Février 2011, le scandale explose. Suite à une énième brimade de son chef de section, une technicienne EDF aux « Logistiques moyens », révèle aux représentant.es CGT en CHSCT des faits de harcèlement dont elle est victime depuis de nombreux mois.
Par la suite, d’autres témoignages affluent, plusieurs victimes d’entreprises sous-traitantes se déclarent. Des faits perpétrés au début des années 2000 à l’encontre d’une toute jeune femme de ménage saisonnière à la Centrale ressurgissent également.

Les élu.es CGT prennent la mesure de la gravité de la situation et se rapprochent de leur syndicat et de l’Association AVFT (Association européenne Contre les Violences faites aux Femmes au Travail), très investie dans ce domaine. Oui, il s’agit bien de faits qui pourraient être qualifiés de harcèlement moral et sexuel, par le comportement inadapté de ce cadre qui pourrait être qualifié de prédateur, pervers narcissique.

^^^^^^^^

- _Consigne_
Recopiez sans rien changer le passage du texte sur le harcèlement chez EDF qui va de « Février 2011, le » à « Centrale ressurgissent également. », ces deux bornes comprises.

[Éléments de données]
^^^^^^^^

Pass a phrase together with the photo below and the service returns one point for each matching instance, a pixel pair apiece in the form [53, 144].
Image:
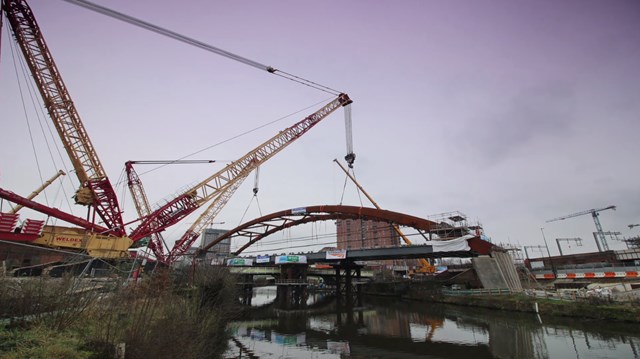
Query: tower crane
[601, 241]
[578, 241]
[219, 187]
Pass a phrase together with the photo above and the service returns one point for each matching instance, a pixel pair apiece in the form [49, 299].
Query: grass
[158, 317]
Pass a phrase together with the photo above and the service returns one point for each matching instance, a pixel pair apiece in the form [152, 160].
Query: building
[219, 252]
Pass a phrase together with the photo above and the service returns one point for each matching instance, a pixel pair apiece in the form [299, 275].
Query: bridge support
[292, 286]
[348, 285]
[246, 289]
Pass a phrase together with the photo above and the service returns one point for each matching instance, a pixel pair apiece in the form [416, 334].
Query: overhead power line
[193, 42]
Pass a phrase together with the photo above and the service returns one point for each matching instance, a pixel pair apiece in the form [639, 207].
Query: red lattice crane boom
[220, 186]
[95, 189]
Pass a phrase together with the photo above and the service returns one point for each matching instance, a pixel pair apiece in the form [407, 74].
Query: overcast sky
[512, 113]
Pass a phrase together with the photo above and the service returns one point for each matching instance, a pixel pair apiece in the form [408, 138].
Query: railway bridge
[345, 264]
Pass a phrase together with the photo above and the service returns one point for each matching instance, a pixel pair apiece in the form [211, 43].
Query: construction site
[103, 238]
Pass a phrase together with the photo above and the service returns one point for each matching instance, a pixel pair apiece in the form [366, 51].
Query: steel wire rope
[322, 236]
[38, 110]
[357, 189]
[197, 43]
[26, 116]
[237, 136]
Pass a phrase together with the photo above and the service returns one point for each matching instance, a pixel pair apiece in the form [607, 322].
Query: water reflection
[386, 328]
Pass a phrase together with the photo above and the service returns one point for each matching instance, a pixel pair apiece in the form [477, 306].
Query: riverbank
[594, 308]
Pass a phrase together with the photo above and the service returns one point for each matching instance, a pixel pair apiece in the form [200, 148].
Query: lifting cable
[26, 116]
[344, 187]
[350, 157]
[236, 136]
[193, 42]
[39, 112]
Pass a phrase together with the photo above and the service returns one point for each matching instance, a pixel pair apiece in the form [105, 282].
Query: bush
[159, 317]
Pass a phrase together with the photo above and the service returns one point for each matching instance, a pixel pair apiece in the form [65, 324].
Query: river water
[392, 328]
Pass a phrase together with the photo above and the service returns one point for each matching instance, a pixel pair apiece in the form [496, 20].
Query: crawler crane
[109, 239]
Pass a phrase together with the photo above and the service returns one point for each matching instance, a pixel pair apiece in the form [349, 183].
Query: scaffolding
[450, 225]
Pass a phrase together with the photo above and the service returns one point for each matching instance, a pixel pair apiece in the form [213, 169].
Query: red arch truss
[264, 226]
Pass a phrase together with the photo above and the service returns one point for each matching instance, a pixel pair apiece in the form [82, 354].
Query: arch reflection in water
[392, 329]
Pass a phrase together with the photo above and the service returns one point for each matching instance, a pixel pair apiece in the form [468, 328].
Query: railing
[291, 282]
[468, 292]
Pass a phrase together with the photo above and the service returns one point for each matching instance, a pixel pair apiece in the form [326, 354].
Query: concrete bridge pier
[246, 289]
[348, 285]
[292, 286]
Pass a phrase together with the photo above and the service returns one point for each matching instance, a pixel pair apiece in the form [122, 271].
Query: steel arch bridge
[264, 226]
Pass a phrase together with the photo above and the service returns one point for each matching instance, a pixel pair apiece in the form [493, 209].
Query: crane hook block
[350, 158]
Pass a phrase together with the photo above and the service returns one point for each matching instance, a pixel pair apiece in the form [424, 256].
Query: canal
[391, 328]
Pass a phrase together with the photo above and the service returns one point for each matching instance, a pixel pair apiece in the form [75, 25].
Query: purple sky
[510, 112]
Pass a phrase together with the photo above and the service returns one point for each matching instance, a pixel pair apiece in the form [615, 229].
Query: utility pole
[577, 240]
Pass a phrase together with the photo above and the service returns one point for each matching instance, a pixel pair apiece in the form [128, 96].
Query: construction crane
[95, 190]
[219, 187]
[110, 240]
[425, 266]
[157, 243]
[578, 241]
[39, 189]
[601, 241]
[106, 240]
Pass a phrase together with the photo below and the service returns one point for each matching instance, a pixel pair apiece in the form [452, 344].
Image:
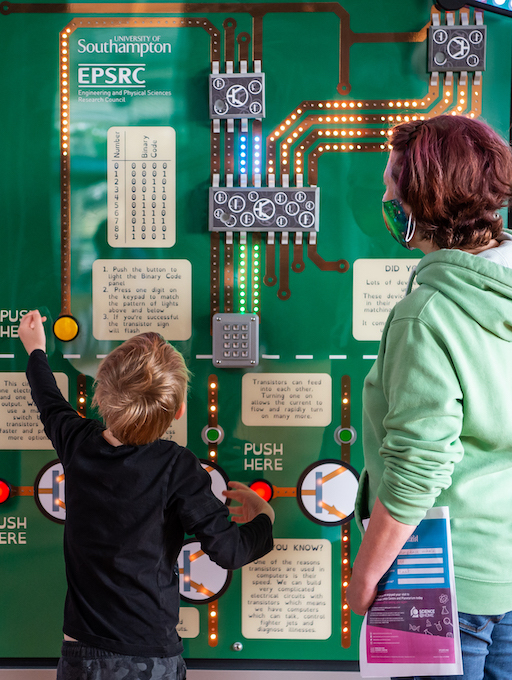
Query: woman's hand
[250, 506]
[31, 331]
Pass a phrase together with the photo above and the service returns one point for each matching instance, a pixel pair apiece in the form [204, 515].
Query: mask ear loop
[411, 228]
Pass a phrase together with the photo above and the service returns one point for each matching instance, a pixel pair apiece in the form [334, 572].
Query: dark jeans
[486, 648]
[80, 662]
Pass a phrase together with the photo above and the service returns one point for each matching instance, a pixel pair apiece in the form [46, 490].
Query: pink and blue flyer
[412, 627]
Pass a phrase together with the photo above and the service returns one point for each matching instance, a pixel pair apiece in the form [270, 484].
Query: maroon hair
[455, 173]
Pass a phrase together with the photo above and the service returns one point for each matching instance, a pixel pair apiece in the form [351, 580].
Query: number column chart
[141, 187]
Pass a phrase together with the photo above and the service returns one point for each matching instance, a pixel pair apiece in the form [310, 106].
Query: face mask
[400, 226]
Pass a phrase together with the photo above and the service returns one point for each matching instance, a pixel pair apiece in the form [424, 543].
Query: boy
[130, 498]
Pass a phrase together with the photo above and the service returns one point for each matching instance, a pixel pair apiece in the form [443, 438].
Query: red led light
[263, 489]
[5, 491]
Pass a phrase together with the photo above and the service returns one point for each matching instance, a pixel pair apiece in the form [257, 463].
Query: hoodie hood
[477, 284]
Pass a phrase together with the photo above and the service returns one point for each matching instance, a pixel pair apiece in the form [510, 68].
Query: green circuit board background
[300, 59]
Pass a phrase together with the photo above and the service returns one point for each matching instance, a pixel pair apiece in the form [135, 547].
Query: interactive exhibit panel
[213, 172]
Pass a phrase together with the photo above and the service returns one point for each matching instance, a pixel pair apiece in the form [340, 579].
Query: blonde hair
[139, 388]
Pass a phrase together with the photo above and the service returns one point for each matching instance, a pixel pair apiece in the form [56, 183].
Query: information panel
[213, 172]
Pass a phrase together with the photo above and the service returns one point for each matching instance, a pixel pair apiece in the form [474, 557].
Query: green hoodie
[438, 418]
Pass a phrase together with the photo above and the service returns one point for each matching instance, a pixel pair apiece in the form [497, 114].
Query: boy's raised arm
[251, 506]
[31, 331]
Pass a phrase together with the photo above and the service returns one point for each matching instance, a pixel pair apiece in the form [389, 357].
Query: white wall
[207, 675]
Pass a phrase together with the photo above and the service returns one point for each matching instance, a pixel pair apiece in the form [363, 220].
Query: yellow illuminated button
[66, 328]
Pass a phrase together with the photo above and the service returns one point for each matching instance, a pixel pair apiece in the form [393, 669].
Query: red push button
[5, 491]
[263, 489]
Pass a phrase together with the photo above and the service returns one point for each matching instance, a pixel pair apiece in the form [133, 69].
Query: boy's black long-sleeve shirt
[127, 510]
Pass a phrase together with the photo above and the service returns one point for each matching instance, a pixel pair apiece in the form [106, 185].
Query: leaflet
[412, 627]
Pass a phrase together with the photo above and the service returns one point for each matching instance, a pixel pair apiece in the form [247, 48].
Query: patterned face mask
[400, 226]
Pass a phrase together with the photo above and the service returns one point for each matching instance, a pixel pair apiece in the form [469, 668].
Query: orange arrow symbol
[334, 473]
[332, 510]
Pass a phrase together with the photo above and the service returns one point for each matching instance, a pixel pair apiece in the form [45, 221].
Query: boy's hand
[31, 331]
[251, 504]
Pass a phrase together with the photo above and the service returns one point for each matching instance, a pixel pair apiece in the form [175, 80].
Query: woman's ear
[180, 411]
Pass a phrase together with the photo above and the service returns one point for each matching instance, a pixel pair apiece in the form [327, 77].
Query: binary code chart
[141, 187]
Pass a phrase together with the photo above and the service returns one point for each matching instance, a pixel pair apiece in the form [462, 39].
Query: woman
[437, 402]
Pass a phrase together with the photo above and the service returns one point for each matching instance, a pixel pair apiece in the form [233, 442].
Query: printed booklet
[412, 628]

^^^^^^^^

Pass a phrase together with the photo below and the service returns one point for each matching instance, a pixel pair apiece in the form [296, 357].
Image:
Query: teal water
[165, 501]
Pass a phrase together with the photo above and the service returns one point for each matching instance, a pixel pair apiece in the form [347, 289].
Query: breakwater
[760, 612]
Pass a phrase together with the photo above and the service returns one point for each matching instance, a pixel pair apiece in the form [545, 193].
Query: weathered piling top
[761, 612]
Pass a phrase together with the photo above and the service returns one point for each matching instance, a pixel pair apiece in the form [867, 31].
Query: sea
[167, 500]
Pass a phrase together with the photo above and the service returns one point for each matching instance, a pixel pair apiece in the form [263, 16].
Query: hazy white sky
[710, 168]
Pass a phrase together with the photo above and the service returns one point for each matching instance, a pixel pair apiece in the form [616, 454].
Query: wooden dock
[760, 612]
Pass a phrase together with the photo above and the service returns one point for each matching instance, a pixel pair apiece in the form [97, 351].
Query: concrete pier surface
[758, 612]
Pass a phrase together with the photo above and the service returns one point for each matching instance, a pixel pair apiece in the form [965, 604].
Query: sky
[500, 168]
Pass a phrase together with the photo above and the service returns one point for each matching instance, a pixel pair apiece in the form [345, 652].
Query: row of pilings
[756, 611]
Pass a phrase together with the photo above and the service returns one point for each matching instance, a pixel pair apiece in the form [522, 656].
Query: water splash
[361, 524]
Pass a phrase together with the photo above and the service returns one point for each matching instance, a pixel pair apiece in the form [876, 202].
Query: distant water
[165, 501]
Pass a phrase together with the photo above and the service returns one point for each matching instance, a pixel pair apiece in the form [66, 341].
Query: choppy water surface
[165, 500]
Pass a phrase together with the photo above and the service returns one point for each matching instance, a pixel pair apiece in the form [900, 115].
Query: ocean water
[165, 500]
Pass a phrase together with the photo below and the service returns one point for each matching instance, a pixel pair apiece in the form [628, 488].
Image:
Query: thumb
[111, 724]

^^^^^^^^

- _Réponse attendue_
Février 2011, le scandale explose. Suite à une énième brimade de son chef de section, une technicienne EDF aux « Logistiques moyens », révèle aux représentant.es CGT en CHSCT des faits de harcèlement dont elle est victime depuis de nombreux mois.
Par la suite, d’autres témoignages affluent, plusieurs victimes d’entreprises sous-traitantes se déclarent. Des faits perpétrés au début des années 2000 à l’encontre d’une toute jeune femme de ménage saisonnière à la Centrale ressurgissent également.